**Goals**
- A) In the news article on the Federal Reserve's rate decision, what range did the Fed keep for its overnight lending target rate?
- B) Repeat word for word a stretch of the news article on the Federal Reserve's rate decision. Begin at the words "Fed Chair Janet" and stop after "fueling high inflation.".
- C) Pick up the news article on the Federal Reserve's rate decision after its last sentence and carry it on.

**Source passage**
= = =

WASHINGTON (Reuters) - The U.S. Federal Reserve left interest rates unchanged on Wednesday but strongly signaled it could still tighten monetary policy by the end of this year as the labor market improved further.

Fed Chair Janet Yellen, speaking after the central bank's latest policy statement, said U.S. growth was looking stronger and rate increases would be needed to keep the economy from overheating and fueling high inflation.

"We judged that the case for an increase has strengthened but decided for the time being to wait," Yellen told a news conference. "The economy has a little more room to run."

Yellen said she expected one rate increase this year if the job market continued to improve and major new risks did not arise.

The Fed kept its target rate for overnight lending between banks in a range of 0.25 percent to 0.50 percent, where it has been since it hiked rates in December for the first time in nearly a decade.

The central bank has appeared increasingly divided over the urgency of raising rates. On Wednesday, Kansas City Fed President Esther George, Cleveland Fed President Loretta Mester and Boston Fed President Eric Rosengren dissented on the policy statement, saying they favored raising rates this week.

At the same time, policymakers cut the number of rate increases they expect this year to one from two previously, according to the median projection of forecasts released with the statement. Three of the 17 policymakers said rates should remain steady for the rest of the year.

= = =

**Raw data**
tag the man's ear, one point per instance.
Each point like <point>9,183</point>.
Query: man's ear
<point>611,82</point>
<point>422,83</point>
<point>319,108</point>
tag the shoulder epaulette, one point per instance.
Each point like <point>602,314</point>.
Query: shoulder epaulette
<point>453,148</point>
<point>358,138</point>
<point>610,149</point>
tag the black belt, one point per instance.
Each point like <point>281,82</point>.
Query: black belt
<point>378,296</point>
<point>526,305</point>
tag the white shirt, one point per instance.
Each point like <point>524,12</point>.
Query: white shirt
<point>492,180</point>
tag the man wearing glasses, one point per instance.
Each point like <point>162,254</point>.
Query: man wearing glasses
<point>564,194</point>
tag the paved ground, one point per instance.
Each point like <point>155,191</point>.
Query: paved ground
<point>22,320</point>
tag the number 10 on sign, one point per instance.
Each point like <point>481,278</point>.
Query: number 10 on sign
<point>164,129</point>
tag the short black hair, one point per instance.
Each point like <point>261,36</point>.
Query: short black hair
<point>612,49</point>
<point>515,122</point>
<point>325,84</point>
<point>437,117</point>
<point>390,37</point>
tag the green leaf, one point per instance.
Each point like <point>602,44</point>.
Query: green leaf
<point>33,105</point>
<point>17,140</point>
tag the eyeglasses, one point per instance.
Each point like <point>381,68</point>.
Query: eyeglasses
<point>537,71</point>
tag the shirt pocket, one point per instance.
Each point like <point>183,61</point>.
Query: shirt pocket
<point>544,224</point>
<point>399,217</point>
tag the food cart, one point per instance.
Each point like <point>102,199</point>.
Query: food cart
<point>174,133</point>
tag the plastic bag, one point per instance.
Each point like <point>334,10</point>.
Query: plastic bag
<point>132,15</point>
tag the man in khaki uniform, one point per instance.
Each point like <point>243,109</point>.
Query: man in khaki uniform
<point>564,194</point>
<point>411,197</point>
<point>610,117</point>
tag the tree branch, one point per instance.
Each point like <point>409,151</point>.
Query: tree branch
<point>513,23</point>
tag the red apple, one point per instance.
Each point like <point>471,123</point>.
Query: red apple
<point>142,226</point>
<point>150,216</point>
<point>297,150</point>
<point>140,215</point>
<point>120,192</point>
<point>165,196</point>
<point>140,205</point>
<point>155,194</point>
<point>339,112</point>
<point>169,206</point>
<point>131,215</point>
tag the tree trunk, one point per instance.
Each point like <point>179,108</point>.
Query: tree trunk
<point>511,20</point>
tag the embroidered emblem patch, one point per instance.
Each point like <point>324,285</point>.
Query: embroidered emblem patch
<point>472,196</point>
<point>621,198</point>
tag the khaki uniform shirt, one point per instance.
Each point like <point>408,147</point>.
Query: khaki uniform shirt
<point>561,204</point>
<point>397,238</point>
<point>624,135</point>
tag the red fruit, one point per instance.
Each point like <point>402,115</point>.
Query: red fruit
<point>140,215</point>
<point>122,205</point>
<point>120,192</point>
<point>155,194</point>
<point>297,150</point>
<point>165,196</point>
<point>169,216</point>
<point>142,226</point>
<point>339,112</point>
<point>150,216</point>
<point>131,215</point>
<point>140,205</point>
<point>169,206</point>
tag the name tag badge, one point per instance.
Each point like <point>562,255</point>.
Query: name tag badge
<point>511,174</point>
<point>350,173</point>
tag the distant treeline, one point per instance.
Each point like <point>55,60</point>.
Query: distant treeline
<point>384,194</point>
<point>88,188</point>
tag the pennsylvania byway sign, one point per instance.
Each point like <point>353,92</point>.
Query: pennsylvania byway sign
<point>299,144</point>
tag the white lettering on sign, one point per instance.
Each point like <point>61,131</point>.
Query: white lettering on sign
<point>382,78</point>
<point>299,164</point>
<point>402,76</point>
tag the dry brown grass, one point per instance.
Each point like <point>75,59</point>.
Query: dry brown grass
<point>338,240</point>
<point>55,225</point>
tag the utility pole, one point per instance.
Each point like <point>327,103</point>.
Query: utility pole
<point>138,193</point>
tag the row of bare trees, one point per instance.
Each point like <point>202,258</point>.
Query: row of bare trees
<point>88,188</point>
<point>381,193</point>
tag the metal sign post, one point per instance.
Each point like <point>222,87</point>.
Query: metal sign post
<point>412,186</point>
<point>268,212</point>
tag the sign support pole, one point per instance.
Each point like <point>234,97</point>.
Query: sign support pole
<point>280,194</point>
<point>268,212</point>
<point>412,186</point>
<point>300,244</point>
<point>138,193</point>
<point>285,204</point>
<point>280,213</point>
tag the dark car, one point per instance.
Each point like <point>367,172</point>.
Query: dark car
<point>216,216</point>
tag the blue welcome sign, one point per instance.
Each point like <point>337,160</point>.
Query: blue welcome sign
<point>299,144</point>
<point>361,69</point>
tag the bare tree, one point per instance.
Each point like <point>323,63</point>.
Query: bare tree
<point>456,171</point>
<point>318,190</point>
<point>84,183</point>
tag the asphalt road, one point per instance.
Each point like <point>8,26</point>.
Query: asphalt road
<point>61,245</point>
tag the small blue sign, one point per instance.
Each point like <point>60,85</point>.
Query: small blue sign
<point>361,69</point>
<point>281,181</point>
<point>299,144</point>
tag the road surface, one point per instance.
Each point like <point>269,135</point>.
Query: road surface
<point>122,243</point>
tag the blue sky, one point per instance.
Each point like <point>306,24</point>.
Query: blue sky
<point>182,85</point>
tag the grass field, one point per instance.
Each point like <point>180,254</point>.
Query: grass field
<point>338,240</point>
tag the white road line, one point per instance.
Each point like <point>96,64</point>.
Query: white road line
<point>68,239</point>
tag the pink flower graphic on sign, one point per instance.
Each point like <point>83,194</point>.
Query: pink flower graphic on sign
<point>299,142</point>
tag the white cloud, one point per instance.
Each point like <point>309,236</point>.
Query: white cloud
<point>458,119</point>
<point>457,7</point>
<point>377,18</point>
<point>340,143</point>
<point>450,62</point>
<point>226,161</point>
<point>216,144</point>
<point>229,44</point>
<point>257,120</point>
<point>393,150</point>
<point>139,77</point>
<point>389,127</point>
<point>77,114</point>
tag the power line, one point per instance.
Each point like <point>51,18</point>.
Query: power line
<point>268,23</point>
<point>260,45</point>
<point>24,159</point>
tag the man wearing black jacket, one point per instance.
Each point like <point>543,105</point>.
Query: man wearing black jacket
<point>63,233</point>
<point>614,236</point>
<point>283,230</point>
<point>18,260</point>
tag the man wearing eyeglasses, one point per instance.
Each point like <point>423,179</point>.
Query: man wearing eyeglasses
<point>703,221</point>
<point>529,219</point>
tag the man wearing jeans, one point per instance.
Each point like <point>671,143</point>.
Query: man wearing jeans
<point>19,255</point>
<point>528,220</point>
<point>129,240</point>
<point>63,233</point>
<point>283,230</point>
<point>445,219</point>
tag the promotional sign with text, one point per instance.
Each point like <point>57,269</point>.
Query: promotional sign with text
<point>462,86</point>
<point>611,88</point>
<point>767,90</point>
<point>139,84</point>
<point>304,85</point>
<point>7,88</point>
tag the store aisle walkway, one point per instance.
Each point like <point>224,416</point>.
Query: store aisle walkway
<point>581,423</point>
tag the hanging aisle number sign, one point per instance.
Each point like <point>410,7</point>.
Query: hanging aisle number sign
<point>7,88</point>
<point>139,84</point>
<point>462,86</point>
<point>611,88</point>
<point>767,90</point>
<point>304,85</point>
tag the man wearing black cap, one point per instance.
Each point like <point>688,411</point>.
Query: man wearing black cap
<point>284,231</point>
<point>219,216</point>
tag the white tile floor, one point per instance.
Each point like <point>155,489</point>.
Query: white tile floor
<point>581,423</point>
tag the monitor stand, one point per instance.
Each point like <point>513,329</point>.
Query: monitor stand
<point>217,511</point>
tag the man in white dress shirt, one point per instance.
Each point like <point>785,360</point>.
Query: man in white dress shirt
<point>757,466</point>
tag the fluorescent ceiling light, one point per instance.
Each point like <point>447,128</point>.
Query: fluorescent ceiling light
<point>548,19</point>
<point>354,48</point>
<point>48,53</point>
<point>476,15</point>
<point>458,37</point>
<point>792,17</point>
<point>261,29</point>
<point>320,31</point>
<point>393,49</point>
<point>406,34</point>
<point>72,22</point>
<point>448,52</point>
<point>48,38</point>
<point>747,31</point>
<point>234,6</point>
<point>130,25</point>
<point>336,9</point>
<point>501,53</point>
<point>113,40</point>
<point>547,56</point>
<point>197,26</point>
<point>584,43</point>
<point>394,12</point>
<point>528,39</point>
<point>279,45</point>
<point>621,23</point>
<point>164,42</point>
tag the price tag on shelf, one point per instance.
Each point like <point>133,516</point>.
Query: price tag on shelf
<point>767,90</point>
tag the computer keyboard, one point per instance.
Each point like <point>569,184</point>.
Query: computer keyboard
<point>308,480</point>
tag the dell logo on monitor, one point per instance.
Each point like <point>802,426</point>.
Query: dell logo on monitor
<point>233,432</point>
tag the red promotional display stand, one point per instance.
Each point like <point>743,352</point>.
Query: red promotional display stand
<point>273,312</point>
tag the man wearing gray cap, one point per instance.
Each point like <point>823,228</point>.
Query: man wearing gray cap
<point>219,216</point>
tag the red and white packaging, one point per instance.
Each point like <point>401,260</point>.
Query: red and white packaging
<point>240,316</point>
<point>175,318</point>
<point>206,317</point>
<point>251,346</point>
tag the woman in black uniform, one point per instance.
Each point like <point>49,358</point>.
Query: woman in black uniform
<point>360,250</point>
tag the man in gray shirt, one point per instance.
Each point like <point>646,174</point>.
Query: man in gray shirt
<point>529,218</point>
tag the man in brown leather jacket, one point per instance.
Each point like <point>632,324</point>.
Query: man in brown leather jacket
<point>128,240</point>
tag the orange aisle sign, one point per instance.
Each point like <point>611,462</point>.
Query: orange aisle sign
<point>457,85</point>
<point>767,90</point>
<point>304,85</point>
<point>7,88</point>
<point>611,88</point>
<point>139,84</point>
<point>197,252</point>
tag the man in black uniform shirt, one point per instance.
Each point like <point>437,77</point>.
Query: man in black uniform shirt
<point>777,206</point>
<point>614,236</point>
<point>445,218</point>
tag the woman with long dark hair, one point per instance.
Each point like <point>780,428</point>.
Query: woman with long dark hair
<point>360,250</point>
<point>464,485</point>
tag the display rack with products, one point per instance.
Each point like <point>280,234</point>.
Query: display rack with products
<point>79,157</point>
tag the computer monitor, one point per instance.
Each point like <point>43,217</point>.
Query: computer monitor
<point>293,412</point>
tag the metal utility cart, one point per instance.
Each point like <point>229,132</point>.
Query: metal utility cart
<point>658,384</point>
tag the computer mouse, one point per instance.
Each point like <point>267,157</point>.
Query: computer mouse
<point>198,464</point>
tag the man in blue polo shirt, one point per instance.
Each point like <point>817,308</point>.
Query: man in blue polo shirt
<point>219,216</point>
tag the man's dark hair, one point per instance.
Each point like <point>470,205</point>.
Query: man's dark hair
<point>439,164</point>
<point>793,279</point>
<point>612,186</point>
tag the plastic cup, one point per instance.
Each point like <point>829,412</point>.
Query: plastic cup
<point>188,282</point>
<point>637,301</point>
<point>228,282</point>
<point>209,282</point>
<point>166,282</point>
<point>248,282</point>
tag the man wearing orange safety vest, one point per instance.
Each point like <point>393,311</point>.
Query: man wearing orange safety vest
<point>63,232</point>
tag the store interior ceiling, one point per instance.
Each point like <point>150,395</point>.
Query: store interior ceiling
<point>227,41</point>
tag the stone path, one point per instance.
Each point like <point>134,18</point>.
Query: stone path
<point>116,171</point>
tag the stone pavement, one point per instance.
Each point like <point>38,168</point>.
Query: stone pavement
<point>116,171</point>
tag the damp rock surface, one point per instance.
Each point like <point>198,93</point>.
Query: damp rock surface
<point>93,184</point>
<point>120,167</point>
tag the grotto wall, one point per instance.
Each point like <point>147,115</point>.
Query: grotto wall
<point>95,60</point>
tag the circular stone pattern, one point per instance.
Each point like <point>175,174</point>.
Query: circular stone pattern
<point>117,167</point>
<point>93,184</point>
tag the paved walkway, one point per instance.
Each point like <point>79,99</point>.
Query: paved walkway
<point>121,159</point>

= = =

**Answers to the problems**
- A) 0.25 percent to 0.50 percent

- B)
Fed Chair Janet Yellen, speaking after the central bank's latest policy statement, said U.S. growth was looking stronger and rate increases would be needed to keep the economy from overheating and fueling high inflation.

- C)
The Fed also projected a less aggressive rise in interest rates next year and in 2018, and cut its longer-run interest rate forecast to 2.9 percent from 3.0 percent.

Investors did not appear to significantly shift their bets on the timing of the next rate hike. Prices for fed funds futures contracts suggested investors continued to see just better-than-even odds of a hike at the December policy meeting, and almost no chance of an increase in November.

U.S. stock prices rose after the Fed released its statement.

The dissents from those wanting a hike this week suggested to some economists that pressure was building.

"While the Federal Reserve held rates unchanged, the highly unusual 7-3 vote points to the depth of its policy dilemma and makes a December hike more likely," said Mohamed El-Erian, chief economic adviser at Allianz.

FOCUS ON DECEMBER

Last December, the Fed signaled that four rate increases were likely in 2016, but that was scaled back in March due to a global growth slowdown, financial market volatility and concerns about tepid U.S. inflation.

The central bank appeared more confident on Wednesday, saying in its statement that near-term risks for the economic outlook "appear roughly balanced." That means policymakers think the economy is about as likely to outperform forecasts as to underperform them.

The economy expanded sluggishly in the second quarter and added fewer jobs than expected in August. Inflation also showed signs of stirring last month.

The Fed's decision, which came the same day that Japan's central bank added a long-term interest rate target to its massive asset-buying program in an overhaul of its policy framework, was widely anticipated by economists.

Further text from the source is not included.